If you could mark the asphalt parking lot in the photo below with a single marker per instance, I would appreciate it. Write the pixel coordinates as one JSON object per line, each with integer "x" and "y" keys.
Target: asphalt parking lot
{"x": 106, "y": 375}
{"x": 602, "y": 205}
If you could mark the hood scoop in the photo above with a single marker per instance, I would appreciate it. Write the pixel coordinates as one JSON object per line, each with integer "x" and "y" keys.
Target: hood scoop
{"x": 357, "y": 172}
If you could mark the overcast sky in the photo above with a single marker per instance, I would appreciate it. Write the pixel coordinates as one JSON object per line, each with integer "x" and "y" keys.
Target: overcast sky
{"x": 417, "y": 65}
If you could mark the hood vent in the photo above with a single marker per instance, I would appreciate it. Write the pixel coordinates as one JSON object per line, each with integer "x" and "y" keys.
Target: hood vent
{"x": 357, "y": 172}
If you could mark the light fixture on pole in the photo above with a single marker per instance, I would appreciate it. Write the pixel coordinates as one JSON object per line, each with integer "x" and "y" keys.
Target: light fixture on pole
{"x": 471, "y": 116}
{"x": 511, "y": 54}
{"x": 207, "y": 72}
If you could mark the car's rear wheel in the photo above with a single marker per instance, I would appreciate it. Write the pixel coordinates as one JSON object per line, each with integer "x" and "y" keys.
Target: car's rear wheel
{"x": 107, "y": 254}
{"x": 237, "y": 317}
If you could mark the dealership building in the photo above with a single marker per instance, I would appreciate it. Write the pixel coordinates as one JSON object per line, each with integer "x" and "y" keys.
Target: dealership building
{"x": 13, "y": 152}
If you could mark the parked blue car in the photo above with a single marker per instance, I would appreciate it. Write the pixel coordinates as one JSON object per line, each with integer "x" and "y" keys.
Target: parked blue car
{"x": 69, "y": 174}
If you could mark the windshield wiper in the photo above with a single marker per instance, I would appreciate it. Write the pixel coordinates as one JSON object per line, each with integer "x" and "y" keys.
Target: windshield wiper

==*==

** The request **
Which lines run from the one containing "If you could mark the overcast" to the end of the entries above? Quote exactly those, and only those.

** The response **
If you could mark the overcast sky in the photo above with a single marker per instance, I would appreciate it. Write the pixel coordinates as one JSON object per line, each with integer "x" and "y" keys.
Target: overcast sky
{"x": 417, "y": 65}
If you could mark the hood vent in the photo above with a single marker per instance, I would appreciate it. Write the pixel coordinates as one JSON object per line, each with integer "x" and "y" keys.
Target: hood vent
{"x": 357, "y": 172}
If you could mark the light fixture on pole in the photo above with a single marker per instance, I would appreciate it. Write the pixel coordinates as one JSON object per line, each with integer "x" and "y" keys.
Target: light fixture on pole
{"x": 471, "y": 116}
{"x": 511, "y": 54}
{"x": 207, "y": 72}
If you could mark the car's rear wheel in the photo above with a single marker per instance, I would appreciate it. Write the pixel coordinates as one JSON object per line, each with integer "x" and "y" keys.
Target: car's rear wheel
{"x": 107, "y": 254}
{"x": 237, "y": 317}
If you could mark the dealership building in the photo above with a single marker per instance, I would appreciate it. Write the pixel coordinates as one JSON object per line, each with integer "x" and "y" keys.
Target: dealership building
{"x": 13, "y": 152}
If you could mark the parked blue car in the photo above with a single marker per instance, I would appreciate it. Write the pixel coordinates as one JSON object per line, each with integer "x" and "y" keys.
Target: parked blue car
{"x": 69, "y": 174}
If you could mark the windshield wiper in the photo above with a single marker per instance, I would appreciate it. Write the pixel coordinates as one JSON object per line, each with integer "x" and "y" keys.
Target: windshield wiper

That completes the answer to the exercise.